▸ **What is expected**: Word for word, restate the records that appear below.

(Natural-language object grounding data)
__________________________________________________

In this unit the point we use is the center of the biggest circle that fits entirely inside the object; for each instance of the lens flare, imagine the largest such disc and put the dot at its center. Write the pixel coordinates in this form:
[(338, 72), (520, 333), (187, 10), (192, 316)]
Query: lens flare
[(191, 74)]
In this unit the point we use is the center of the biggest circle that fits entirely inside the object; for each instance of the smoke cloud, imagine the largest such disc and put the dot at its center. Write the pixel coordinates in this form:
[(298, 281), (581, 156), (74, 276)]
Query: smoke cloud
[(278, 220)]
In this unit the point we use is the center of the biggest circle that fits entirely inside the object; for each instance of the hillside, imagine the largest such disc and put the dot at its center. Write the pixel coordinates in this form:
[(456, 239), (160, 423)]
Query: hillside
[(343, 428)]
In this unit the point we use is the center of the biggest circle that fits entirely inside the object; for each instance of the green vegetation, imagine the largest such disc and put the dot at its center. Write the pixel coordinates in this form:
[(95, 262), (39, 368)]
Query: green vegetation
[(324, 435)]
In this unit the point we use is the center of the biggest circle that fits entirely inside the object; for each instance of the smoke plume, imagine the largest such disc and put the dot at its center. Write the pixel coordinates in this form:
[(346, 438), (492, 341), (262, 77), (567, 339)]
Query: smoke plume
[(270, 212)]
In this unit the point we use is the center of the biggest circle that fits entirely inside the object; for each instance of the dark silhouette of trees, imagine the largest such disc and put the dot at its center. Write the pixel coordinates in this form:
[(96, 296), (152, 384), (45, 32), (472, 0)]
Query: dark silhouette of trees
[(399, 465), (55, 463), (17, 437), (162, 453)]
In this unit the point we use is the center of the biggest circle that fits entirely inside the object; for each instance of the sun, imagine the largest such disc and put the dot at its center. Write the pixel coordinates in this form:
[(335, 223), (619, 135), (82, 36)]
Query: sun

__________________________________________________

▸ **Result of the task**:
In this unit the point we use is the center of the biggest circle that fits entirely inside the object; for each instance of the lens flare, imagine the largest such disc and put the dot at its center. Write the pixel coordinates in this form:
[(338, 72), (520, 333), (187, 10), (192, 316)]
Query: lens flare
[(191, 74)]
In this unit the point we use is the center of the biggest circle that fits entirely inside the object; for each instance of the smoke cloud, imagine the largest such disc and put the dot at its center. Write the pixel coordinates in this form:
[(298, 281), (581, 156), (74, 276)]
Query: smoke cloud
[(278, 220)]
In this unit the point we use is the center of the biggest circle that fits entirely inside the object; for each instance of the hillside, imagine the largest such disc and put the dot at its center. Write the pixel coordinates in this form:
[(456, 239), (160, 423)]
Query: hillside
[(343, 428)]
In this unit the point we use is the center of the biggest circle that fits entirely inside the object; for each instance of the green vegetation, imagine the largest such disc and put the dot at its center. Write the pixel coordinates in this form:
[(95, 262), (39, 368)]
Query: green vegetation
[(324, 435)]
In this unit the point we use is the center of the biggest circle that fits entirely inside the object; for each instance of the smoke plume, imagine the largest such disc and put the dot at its center. Write the pixel coordinates in this form:
[(346, 438), (492, 341), (262, 77), (567, 339)]
Query: smoke plume
[(270, 212)]
In this unit the point we use is the center of the biggest circle that fits entirely inside the object; for each instance of the dark silhouette of trees, imagine the largest such disc and put the dot at its center. Write the pixel coordinates in this form:
[(96, 296), (152, 384), (45, 32), (472, 0)]
Query: dark silhouette of trees
[(399, 465), (55, 463), (17, 437), (162, 453)]
In this unit the point we use is the center of the biggest circle that fits entirely inside the object; for each instance of the sun, imagine the largest such disc and put the dot at its center. Write the pixel coordinates in this form:
[(335, 223), (619, 135), (82, 36)]
Query: sun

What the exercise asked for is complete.